Aggiorna le righe seguenti sostituendo "single pin" con "single marker" in tutti i record e lascia invariato tutto il resto.

━━ DATI GREZZI ━━

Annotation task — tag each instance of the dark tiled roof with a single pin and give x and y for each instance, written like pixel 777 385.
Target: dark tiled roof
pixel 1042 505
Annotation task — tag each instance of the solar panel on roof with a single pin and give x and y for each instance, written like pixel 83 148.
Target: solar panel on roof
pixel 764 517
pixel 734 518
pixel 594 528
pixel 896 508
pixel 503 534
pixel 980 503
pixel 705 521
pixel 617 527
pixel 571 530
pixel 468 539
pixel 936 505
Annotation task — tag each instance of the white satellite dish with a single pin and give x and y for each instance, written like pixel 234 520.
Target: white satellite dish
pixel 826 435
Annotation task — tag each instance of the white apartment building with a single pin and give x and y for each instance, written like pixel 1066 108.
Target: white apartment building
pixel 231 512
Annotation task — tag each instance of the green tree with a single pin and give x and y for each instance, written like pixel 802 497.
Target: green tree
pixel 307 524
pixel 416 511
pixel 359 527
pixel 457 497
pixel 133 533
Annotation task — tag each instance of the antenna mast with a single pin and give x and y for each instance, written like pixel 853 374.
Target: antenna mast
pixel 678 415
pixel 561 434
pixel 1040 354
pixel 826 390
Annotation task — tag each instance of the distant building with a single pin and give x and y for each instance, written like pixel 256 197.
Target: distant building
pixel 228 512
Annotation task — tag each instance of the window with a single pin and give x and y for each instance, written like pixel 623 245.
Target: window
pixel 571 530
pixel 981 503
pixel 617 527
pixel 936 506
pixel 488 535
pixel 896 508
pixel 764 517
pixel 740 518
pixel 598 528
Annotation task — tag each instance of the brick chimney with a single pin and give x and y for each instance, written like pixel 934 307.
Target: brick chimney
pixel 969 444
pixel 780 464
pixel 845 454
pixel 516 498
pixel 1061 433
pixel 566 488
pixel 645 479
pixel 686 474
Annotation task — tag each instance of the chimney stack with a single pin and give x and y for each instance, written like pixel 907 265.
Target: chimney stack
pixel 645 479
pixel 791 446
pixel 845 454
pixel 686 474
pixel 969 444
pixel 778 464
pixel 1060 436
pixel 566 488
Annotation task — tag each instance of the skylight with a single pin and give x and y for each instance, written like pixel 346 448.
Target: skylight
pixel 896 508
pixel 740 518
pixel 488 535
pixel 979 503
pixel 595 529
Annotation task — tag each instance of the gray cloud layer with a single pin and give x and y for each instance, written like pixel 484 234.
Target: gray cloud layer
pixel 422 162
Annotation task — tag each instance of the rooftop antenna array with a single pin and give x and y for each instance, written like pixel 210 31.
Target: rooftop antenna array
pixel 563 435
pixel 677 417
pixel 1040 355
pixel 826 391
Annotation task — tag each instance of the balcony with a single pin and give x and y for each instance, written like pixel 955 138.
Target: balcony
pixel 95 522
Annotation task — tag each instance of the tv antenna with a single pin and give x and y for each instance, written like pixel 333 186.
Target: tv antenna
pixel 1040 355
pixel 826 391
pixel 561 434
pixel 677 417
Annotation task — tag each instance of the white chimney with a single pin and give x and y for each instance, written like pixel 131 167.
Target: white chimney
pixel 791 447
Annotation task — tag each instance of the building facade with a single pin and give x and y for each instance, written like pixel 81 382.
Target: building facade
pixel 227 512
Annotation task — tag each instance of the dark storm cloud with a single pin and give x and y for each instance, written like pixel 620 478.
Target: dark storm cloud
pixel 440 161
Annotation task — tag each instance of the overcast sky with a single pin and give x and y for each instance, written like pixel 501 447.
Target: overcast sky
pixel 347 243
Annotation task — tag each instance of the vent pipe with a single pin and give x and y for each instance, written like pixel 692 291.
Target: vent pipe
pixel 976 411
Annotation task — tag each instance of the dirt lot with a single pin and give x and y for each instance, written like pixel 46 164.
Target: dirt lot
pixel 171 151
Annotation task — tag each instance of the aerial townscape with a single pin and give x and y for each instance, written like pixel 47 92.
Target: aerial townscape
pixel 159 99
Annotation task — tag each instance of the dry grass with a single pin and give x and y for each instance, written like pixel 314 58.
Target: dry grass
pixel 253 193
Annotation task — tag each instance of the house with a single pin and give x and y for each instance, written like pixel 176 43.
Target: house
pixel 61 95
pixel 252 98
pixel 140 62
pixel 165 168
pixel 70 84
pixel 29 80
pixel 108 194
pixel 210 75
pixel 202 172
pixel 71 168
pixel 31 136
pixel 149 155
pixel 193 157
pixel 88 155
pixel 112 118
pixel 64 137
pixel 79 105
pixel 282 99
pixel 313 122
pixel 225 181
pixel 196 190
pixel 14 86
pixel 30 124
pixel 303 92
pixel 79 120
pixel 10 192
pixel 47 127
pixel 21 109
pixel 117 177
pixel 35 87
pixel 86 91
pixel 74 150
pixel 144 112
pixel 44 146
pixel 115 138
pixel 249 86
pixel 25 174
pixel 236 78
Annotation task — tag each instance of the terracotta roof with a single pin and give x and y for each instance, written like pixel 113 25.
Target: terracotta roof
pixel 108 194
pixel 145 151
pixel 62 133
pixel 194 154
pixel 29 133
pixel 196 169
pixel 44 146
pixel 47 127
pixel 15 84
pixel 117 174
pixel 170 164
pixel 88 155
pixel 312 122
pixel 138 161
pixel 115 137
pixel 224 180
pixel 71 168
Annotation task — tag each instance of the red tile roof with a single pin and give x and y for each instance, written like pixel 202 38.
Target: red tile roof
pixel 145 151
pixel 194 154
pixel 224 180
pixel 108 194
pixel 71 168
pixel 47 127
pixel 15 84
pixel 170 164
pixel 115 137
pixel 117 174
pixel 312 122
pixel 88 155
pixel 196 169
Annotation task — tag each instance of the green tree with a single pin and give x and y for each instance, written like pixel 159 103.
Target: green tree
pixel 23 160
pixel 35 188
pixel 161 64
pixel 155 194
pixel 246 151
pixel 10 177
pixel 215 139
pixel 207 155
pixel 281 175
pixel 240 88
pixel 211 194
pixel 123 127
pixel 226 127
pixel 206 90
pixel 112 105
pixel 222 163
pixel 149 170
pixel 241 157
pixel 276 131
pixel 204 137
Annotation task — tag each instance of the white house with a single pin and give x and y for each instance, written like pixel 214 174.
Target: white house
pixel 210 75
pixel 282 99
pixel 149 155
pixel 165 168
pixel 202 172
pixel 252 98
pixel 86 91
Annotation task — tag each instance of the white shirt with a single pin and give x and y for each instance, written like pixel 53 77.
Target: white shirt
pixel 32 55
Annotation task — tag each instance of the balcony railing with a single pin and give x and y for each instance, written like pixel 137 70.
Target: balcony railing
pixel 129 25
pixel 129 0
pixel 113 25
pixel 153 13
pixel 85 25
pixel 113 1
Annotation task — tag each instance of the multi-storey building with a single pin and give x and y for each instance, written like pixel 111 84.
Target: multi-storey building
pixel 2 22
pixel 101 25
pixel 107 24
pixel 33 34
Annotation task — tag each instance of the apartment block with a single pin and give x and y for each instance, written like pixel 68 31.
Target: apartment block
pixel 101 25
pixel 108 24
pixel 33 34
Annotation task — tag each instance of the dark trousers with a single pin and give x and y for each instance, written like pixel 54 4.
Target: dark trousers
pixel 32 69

━━━

SOLUZIONE:
Annotation task — tag each instance of the dark tiled roof with a single marker and give x and y for each instance, written like pixel 777 385.
Target: dark tiled roof
pixel 1042 505
Annotation task — tag each instance of the solar panel on roof with a single marker and give x and y for each instance, written like pixel 83 148.
Target: solar panel on roof
pixel 764 517
pixel 734 518
pixel 594 528
pixel 896 508
pixel 503 534
pixel 980 503
pixel 705 521
pixel 617 527
pixel 571 530
pixel 468 539
pixel 936 505
Annotation task — tag each instance of the white satellite dish with a single marker and give x and y for each instance, written like pixel 234 520.
Target: white satellite dish
pixel 826 435
Annotation task — tag each instance of the white apartment building with a single marker and give x and y for each instance, written like pixel 1066 108.
Target: white apartment building
pixel 231 512
Annotation task — tag each instance of the green tree with a single marker and give x and y for each instance, written like pixel 802 497.
Target: green tree
pixel 307 524
pixel 416 511
pixel 359 527
pixel 457 497
pixel 133 533
Annotation task — tag each instance of the antenna mast with a single marker and give x and y for each instance, written like pixel 853 374.
Target: antenna mast
pixel 678 415
pixel 561 434
pixel 1040 354
pixel 826 390
Annotation task — tag each instance of the distant building with a single marker and give x and y for each instance, written like pixel 256 197.
Target: distant building
pixel 228 512
Annotation task — tag each instance of the window with a single marker and give x and y for each instance, written like pixel 623 245.
Target: window
pixel 571 530
pixel 981 503
pixel 617 527
pixel 936 506
pixel 488 535
pixel 896 508
pixel 764 517
pixel 740 518
pixel 598 528
Annotation task — tag each instance of the brick chimney with a single marker and give x and y for each instance, written like pixel 934 307.
Target: brick chimney
pixel 969 444
pixel 780 464
pixel 845 454
pixel 516 498
pixel 1061 433
pixel 566 488
pixel 645 479
pixel 686 474
Annotation task — tag each instance of the chimney stack with a single marker and give x and y for each instance, written like pixel 907 265.
Target: chimney stack
pixel 645 479
pixel 791 446
pixel 845 454
pixel 686 474
pixel 969 444
pixel 778 464
pixel 1060 436
pixel 566 488
Annotation task — tag each instance of the skylight with a single marker and give x and y for each instance, written like pixel 346 448.
Target: skylight
pixel 896 508
pixel 740 518
pixel 488 535
pixel 979 503
pixel 595 529
Annotation task — tag each instance of the gray cloud layer with a single marker and give x and y for each instance, written like pixel 484 234.
Target: gray cloud layer
pixel 422 162
Annotation task — tag each instance of the rooftop antenna array with a single marker and give x and y for each instance, written like pixel 210 31.
Target: rooftop antenna array
pixel 563 435
pixel 677 417
pixel 1040 355
pixel 826 391
Annotation task — tag each instance of the balcony with a single marker and give x and y for each instance, written like pixel 955 138.
Target: balcony
pixel 95 522
Annotation task — tag each instance of the tv antenna with a single marker and give x and y for each instance, written like pixel 333 186.
Target: tv antenna
pixel 1040 355
pixel 826 391
pixel 561 434
pixel 677 417
Annotation task — tag each instance of the white chimney with a single marker and give x and y for each instance, written like pixel 131 167.
Target: white chimney
pixel 791 447
Annotation task — tag each instance of the building facade with a single marker and give x and y for each instance, written like pixel 81 382.
Target: building facade
pixel 227 512
Annotation task — tag each instance of the dark storm cloud with a single marker and give x and y for each instance, written like pixel 620 478.
Target: dark storm cloud
pixel 440 161
Annotation task — tag each instance of the overcast sky with a single marker and give x and y for each instance, written like pixel 501 447.
Target: overcast sky
pixel 347 243
Annotation task — tag each instance of the vent pipe with a single marker and give x and y for each instance, written like pixel 692 291.
Target: vent pipe
pixel 976 411
Annotation task — tag each instance of the dirt lot with a single marker and give x and y for each instance, written like pixel 46 164.
Target: dirt lot
pixel 171 151
Annotation task — tag each instance of the aerial townscape with a single marker and give x and y for each instance, written like pixel 47 92.
Target: aerial townscape
pixel 159 99
Annotation task — tag each instance of the dry grass with a single marker and give x and y for each instance, written like pixel 314 58.
Target: dry grass
pixel 253 193
Annotation task — tag each instance of the house with a single marker and give x and y for each instance, written like pixel 176 43.
Target: house
pixel 61 95
pixel 252 98
pixel 140 62
pixel 165 168
pixel 70 84
pixel 29 80
pixel 108 194
pixel 210 75
pixel 202 172
pixel 71 168
pixel 31 136
pixel 149 155
pixel 193 157
pixel 88 155
pixel 112 118
pixel 64 137
pixel 79 105
pixel 282 99
pixel 313 122
pixel 225 181
pixel 196 190
pixel 14 86
pixel 30 124
pixel 303 92
pixel 79 120
pixel 10 192
pixel 47 127
pixel 21 109
pixel 117 177
pixel 35 87
pixel 86 91
pixel 74 150
pixel 144 112
pixel 44 146
pixel 115 138
pixel 249 86
pixel 25 174
pixel 236 78
Annotation task — tag each instance of the terracotta roof with a single marker and give x and y for each instance, written like pixel 113 25.
Target: terracotta roof
pixel 108 194
pixel 145 151
pixel 62 133
pixel 194 154
pixel 29 133
pixel 196 169
pixel 44 146
pixel 47 127
pixel 15 84
pixel 117 174
pixel 170 164
pixel 88 155
pixel 312 122
pixel 138 161
pixel 115 137
pixel 224 180
pixel 71 168
Annotation task — tag each instance of the red tile roof with a single marker and give x and y for each instance, written like pixel 202 38.
Target: red tile roof
pixel 145 151
pixel 194 154
pixel 224 180
pixel 108 194
pixel 71 168
pixel 47 127
pixel 15 84
pixel 170 164
pixel 115 137
pixel 117 174
pixel 312 122
pixel 88 155
pixel 196 169
Annotation task — tag each instance of the green tree with a single marker and give x and y for each instance, written like pixel 159 103.
Target: green tree
pixel 23 160
pixel 35 188
pixel 161 64
pixel 155 194
pixel 246 151
pixel 10 177
pixel 215 139
pixel 207 155
pixel 281 175
pixel 240 88
pixel 211 194
pixel 123 127
pixel 226 127
pixel 206 90
pixel 112 105
pixel 222 163
pixel 149 170
pixel 241 157
pixel 276 131
pixel 204 137
Annotation task — tag each instance of the white house with a single marker and give x and y for each instance, written like pixel 214 174.
Target: white house
pixel 210 75
pixel 282 99
pixel 149 155
pixel 165 168
pixel 202 172
pixel 252 98
pixel 86 91
Annotation task — tag each instance of the white shirt with a single marker and give x and y for each instance, written like pixel 53 77.
Target: white shirt
pixel 32 55
Annotation task — tag each instance of the balcony railing with a single marker and give x and y for each instance, written like pixel 137 70.
Target: balcony railing
pixel 129 25
pixel 129 0
pixel 113 25
pixel 153 13
pixel 85 25
pixel 113 1
Annotation task — tag each instance of the multi-storey building with a single marker and give x and y for each instance, written like pixel 111 84.
Target: multi-storey building
pixel 2 22
pixel 101 25
pixel 107 24
pixel 33 34
Annotation task — tag each instance of the apartment block with a single marker and give x and y for each instance, written like pixel 68 31.
Target: apartment block
pixel 101 25
pixel 108 24
pixel 33 34
Annotation task — tag each instance of the dark trousers with a single marker and give x and y for each instance, written like pixel 54 4.
Target: dark trousers
pixel 32 69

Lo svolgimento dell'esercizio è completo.